ZADANIA DO WYKONANIA:
A: Powtórz dosłownie fragment tekstu o przedłużeniu ulicy Andersa od „Władze Białegostoku podpisały” do „z programów unijnych.”.
B: Kontynuuj tekst o przedłużeniu ulicy Andersa od miejsca, w którym się urywa.

FRAGMENT DOKUMENTU:
------------------------------------------------

Władze Białegostoku podpisały w czwartek umowę z wykonawcą na przedłużenie ulicy Władysława Andersa, co znacznie ułatwi ruch ze wschodniej do zachodniej części miasta. Skorzystają z tego też kierowcy tirów przejeżdżający tranzytem z przejścia w Bobrownikach.
Ulica o długości 5,2 km ma być gotowa w ciągu 18 miesięcy. Oprócz dwóch pasów ruchu w każdą stronę, powstanie m.in. tunel i estakada. Wykonawcą jest konsorcjum firm Eurovia Polska i Eurovia Czechy. Inwestycja będzie kosztowała 135,9 mln zł, 82,5 mln zł to dofinansowanie z programów unijnych.

------------------------------------------------

FRAGMENT DANYCH:
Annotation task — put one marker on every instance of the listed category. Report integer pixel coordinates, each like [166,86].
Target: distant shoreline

------------------------------------------------

OCZEKIWANE ODPOWIEDZI:
A:
Władze Białegostoku podpisały w czwartek umowę z wykonawcą na przedłużenie ulicy Władysława Andersa, co znacznie ułatwi ruch ze wschodniej do zachodniej części miasta. Skorzystają z tego też kierowcy tirów przejeżdżający tranzytem z przejścia w Bobrownikach.
Ulica o długości 5,2 km ma być gotowa w ciągu 18 miesięcy. Oprócz dwóch pasów ruchu w każdą stronę, powstanie m.in. tunel i estakada. Wykonawcą jest konsorcjum firm Eurovia Polska i Eurovia Czechy. Inwestycja będzie kosztowała 135,9 mln zł, 82,5 mln zł to dofinansowanie z programów unijnych.

B:
Po podpisaniu umowy, zastępca prezydenta Białegostoku Adam Poliński podkreślał, że to w mieście druga pod względem wartości inwestycja drogowa (po zakończonej niedawno przebudowie tzw. Trasy Generalskiej, czyli północno-zachodniej części wewnętrznej obwodnicy miasta), ale pierwsza pod względem znaczenia dla mieszkańców. Jego zdaniem, jest kluczowa dla wschodniej części Białegostoku. Połączy ją bowiem z zachodnią częścią miasta, z pominięciem zatłoczonego zwykle centrum.
Ulica będzie miała coraz większe znaczenie w przyszłości, przebiegać będzie bowiem przez dzielnice, w których w przeszłości lokalizowane będą nowe osiedla mieszkaniowe, czyli przez rozbudowywaną część Białegostoku.
Pytany przez PAP o znaczenie trasy dla ruchu tranzytowego ciężarówek jadących od i do przejścia granicznego z Białorusią w Bobrownikach, Poliński powiedział, że główny cel inwestycji, to odciążenie centrum, ale do czasu budowy obwodnic miasta przedłużenie ulicy Andersa przejmie ruch tirów z tego kierunku, i odciąży te osiedla, przez które obecnie ciężarówki przejeżdżają, kierując się na trasę do Warszawy. (PAP)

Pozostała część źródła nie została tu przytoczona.